*ACTIVITY*: From the line holding "Could you please outline every instance of the tree" to the final line below, restate each line word for word and add nothing.

--- EXERCISE MATERIAL Enclosed Below ---

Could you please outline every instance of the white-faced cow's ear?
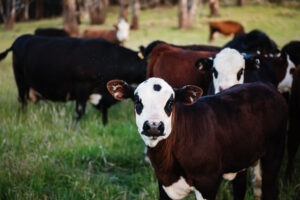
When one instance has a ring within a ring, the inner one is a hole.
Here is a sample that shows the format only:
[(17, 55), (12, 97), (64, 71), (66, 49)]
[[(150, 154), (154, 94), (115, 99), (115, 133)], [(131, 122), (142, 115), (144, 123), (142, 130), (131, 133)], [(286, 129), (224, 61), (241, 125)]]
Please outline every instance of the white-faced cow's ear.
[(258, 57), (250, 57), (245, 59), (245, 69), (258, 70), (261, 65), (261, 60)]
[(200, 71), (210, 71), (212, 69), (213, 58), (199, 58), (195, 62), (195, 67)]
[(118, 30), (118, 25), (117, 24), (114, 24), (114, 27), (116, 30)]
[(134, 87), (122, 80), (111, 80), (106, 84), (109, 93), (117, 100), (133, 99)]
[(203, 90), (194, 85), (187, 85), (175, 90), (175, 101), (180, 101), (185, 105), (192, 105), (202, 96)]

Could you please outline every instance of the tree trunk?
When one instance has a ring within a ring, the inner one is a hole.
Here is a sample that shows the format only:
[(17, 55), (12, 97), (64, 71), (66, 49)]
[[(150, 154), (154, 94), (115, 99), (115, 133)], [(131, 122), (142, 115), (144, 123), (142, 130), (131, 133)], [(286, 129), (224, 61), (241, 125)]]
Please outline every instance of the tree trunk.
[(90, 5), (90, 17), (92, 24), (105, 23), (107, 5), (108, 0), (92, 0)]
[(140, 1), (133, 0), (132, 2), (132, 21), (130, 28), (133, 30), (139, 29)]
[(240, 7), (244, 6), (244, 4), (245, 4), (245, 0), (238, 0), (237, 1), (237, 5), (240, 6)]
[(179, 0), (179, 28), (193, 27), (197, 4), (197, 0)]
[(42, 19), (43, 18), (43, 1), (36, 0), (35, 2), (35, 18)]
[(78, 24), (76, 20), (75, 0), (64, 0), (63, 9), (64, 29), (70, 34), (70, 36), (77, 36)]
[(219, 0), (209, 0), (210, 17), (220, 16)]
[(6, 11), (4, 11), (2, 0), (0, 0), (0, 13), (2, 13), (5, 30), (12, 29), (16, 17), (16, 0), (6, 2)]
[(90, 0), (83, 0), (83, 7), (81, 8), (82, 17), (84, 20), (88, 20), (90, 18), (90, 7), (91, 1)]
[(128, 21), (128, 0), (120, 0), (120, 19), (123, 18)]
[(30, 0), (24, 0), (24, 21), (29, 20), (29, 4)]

--- End of Enclosed EXERCISE MATERIAL ---

*TASK SOLUTION*:
Could you please outline every instance of the tree trunk?
When one instance has a ring within a ring, the inner one is a hole.
Here is a sample that shows the format only:
[(17, 55), (12, 97), (64, 71), (66, 49)]
[[(150, 154), (154, 94), (115, 99), (115, 133)], [(131, 122), (142, 115), (144, 123), (142, 130), (131, 133)], [(286, 129), (224, 61), (241, 125)]]
Please outline every instance of the tree trunk.
[(90, 5), (90, 17), (92, 24), (105, 23), (107, 5), (108, 0), (92, 0)]
[(140, 1), (133, 0), (132, 2), (132, 21), (130, 28), (133, 30), (139, 29)]
[(240, 7), (244, 6), (244, 4), (245, 4), (245, 0), (238, 0), (237, 1), (237, 5), (240, 6)]
[(179, 0), (179, 28), (193, 27), (197, 4), (197, 0)]
[(42, 19), (43, 18), (43, 1), (36, 0), (35, 2), (35, 18)]
[(78, 24), (76, 20), (75, 0), (64, 0), (63, 9), (64, 29), (70, 34), (70, 36), (77, 36)]
[(219, 0), (209, 0), (210, 17), (220, 16)]
[(6, 11), (4, 11), (2, 0), (0, 0), (0, 13), (2, 13), (5, 30), (12, 29), (16, 17), (16, 0), (6, 2)]
[(90, 0), (83, 0), (83, 7), (81, 8), (82, 17), (84, 20), (88, 20), (90, 18), (90, 7), (91, 1)]
[(128, 21), (128, 0), (120, 0), (120, 19), (123, 18)]
[(30, 0), (24, 0), (24, 21), (29, 20), (29, 4)]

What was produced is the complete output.